» **What is required**: Please write out, exactly as given, every line of the entries below up to and including the line with "holes by even-odd".

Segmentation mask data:
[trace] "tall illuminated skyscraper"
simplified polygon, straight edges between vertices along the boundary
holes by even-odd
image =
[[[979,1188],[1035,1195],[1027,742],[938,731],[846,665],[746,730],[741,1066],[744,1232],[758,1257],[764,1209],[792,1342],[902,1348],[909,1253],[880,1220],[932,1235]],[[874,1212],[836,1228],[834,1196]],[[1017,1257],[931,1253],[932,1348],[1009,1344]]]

» **Result of this exercise**:
[trace] "tall illuminated skyscraper"
simplified polygon, straight edges between vertices along the boundary
holes by even-odd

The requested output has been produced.